### Records provided
· · · · ·

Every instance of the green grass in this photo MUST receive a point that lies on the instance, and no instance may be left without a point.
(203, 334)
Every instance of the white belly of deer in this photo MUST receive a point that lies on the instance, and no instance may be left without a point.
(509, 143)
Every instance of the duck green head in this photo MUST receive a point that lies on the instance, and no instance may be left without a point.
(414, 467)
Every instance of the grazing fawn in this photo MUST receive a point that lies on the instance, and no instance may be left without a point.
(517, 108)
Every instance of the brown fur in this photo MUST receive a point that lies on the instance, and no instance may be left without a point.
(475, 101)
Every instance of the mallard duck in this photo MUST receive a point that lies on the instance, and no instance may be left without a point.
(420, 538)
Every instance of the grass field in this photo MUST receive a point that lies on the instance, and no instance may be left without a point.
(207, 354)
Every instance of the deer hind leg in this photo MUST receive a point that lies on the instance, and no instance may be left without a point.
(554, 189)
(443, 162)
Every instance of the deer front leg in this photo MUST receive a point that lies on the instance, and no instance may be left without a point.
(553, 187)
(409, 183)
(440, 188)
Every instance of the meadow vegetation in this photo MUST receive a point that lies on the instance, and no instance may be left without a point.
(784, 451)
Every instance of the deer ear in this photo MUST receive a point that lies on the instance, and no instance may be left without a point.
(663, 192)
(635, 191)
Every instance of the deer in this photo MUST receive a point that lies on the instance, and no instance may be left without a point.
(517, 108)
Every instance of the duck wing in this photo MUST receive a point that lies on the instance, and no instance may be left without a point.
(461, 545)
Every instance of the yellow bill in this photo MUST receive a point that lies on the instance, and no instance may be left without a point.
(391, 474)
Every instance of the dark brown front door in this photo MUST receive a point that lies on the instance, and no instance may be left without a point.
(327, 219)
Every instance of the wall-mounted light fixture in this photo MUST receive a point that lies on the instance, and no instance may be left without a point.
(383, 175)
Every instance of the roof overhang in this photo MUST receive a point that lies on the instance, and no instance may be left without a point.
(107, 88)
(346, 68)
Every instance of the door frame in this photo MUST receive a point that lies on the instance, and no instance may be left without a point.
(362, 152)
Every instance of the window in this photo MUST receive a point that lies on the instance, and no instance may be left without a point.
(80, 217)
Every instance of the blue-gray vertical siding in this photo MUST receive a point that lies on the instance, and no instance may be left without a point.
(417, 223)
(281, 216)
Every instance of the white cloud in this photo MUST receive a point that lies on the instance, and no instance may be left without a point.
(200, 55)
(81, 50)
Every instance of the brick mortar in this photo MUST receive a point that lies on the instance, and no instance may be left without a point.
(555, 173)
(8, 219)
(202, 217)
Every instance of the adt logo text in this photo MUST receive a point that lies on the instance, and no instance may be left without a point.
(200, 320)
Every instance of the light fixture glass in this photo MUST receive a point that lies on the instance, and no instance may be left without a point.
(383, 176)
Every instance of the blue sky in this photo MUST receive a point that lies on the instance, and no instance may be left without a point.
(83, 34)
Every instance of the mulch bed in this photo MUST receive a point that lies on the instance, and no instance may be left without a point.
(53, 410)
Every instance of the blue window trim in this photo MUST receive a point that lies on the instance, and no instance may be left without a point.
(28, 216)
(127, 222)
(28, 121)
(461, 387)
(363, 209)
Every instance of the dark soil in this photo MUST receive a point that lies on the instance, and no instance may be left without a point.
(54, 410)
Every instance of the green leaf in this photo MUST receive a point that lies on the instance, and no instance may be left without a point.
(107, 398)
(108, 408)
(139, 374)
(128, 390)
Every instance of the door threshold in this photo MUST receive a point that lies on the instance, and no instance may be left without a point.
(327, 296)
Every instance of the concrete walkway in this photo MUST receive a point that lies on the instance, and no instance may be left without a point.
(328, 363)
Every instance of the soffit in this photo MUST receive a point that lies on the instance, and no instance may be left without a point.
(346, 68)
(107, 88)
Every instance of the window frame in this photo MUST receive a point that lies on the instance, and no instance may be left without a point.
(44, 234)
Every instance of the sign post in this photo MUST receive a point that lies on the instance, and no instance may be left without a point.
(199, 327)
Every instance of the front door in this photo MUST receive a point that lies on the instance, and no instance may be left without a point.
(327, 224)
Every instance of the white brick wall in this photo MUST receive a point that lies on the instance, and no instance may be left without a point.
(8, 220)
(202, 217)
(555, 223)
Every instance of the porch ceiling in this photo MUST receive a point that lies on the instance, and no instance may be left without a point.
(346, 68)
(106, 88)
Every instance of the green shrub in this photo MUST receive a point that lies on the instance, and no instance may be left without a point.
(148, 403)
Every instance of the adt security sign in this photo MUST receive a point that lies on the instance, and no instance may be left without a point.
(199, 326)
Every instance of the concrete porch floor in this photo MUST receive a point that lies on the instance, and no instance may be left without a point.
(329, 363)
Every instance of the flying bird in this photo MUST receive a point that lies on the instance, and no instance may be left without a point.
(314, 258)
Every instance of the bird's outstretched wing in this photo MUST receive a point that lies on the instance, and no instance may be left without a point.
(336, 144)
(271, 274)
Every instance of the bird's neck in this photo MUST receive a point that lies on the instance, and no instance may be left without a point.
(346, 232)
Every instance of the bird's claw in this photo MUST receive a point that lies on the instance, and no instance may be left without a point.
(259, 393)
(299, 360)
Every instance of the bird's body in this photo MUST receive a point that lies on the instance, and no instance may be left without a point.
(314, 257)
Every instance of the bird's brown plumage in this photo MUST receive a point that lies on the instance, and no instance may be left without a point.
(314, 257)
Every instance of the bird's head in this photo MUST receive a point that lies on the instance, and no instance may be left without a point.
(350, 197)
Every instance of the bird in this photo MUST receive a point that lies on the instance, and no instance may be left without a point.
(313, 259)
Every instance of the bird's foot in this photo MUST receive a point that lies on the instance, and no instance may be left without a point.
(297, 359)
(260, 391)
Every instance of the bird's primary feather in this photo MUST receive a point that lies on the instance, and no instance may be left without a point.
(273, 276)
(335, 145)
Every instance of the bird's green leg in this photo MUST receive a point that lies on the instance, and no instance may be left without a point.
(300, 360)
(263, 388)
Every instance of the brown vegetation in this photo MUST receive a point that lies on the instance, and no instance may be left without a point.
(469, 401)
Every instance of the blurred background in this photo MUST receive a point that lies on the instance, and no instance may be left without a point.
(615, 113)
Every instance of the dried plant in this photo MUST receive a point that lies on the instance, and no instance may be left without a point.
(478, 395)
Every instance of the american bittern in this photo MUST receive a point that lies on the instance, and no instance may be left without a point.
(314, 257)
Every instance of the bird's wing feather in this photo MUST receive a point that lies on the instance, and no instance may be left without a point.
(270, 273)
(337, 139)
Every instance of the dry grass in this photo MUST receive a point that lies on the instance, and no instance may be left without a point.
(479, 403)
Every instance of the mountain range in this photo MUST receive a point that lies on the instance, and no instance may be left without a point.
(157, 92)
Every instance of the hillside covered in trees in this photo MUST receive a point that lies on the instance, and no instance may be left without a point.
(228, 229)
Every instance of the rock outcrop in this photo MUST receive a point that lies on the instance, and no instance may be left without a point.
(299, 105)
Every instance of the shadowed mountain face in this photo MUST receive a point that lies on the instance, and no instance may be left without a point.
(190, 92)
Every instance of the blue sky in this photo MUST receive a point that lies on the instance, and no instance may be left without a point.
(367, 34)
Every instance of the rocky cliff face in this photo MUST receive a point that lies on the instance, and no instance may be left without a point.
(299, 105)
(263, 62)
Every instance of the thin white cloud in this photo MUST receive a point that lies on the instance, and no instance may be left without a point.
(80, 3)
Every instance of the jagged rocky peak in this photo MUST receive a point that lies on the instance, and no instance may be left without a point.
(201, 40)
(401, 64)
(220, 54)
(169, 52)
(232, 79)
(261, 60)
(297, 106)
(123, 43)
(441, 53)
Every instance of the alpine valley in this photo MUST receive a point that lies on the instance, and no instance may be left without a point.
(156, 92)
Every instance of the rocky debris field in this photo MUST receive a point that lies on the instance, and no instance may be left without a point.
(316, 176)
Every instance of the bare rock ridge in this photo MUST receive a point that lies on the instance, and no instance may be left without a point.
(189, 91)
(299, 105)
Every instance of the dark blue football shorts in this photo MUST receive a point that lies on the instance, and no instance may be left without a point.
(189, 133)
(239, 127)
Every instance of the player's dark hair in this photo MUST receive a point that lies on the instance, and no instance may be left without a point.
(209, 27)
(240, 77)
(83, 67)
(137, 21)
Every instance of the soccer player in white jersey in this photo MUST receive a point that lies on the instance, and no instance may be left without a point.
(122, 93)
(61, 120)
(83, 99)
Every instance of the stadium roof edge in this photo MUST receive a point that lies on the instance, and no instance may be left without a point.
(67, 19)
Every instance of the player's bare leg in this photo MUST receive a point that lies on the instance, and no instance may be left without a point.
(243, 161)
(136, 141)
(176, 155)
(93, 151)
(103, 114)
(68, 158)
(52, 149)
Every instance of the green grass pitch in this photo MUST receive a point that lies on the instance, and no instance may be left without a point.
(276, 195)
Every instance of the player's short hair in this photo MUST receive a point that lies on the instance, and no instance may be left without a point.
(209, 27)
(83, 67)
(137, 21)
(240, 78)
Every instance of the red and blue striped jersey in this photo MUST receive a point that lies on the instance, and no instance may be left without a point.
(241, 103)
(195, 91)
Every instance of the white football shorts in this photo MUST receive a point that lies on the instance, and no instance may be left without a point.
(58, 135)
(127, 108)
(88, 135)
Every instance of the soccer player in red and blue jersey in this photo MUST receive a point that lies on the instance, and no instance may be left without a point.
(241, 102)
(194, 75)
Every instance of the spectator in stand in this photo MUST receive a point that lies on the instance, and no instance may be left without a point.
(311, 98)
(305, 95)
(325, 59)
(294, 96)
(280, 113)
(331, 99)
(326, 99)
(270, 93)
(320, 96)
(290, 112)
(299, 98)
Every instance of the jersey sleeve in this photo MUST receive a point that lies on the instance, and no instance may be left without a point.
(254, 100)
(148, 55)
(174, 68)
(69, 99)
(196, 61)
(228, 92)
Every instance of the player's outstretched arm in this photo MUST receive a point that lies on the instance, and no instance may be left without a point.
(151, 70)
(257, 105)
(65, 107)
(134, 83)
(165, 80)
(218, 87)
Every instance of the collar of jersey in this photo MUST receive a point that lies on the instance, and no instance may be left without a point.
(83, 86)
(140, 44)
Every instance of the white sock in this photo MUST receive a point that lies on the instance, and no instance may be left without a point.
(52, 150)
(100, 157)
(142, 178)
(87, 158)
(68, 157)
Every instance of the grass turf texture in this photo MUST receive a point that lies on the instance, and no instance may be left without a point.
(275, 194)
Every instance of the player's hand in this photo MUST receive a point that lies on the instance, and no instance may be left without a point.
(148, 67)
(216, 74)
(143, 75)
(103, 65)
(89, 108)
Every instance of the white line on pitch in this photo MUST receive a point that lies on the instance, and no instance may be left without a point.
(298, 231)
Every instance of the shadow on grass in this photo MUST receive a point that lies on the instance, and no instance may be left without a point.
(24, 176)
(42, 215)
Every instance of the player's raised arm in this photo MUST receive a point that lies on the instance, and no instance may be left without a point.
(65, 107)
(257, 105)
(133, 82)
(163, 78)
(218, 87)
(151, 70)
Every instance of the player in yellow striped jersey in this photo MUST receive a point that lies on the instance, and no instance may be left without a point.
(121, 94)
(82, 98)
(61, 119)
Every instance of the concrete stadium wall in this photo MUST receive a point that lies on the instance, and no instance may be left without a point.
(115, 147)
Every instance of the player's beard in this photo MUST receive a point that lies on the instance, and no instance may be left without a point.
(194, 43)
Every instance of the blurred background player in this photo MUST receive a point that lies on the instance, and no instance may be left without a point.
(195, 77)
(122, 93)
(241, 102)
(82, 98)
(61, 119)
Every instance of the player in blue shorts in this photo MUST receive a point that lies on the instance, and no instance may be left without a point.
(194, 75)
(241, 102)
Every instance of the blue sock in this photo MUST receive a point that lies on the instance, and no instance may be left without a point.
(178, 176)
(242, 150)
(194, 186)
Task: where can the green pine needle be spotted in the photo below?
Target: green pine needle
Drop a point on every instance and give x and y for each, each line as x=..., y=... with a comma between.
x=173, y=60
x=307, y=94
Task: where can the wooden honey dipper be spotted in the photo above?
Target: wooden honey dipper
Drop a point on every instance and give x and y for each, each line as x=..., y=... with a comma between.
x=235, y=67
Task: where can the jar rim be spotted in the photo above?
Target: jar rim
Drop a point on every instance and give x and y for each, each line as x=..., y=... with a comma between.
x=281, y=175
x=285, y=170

· · · · ·

### Aim of the exercise
Find the line that contains "Every instance of the concrete stadium" in the listing above. Retype it and every line after it up to the last, exactly, and nothing else.

### Solution
Every instance of the concrete stadium wall in this photo MUST receive a point that lies on the instance, and no instance may be left without a point.
(115, 147)
Every instance of the player's beard in this photo MUST receive a point that lies on the instance, and no instance may be left without a point.
(194, 43)
Every instance of the blurred background player in this photo MUST receive a point that lies on the instance, and no instance may be left without a point.
(195, 77)
(122, 93)
(241, 102)
(82, 98)
(61, 119)
Every instance of the player in blue shorts in this photo MUST receive a point that lies on the instance, and no instance may be left without a point.
(194, 75)
(241, 102)
Every instance of the blue sock in this photo MUST receive a point that lies on the instance, and no instance may be left without a point.
(178, 176)
(242, 150)
(194, 186)
Task: where can the green pine needle be spotted in the photo below?
Target: green pine needle
Drop a point on every instance and give x and y for each, each line as x=..., y=... with a comma between.
x=173, y=60
x=307, y=94
Task: where can the wooden honey dipper be spotted in the photo above?
Target: wooden honey dipper
Drop a point on every instance and give x and y for each, each line as x=..., y=... with a comma between.
x=235, y=67
Task: where can the jar rim be spotted in the photo above?
Target: jar rim
Drop a point on every instance and give x and y for each, each line as x=..., y=... with a comma between.
x=281, y=175
x=285, y=170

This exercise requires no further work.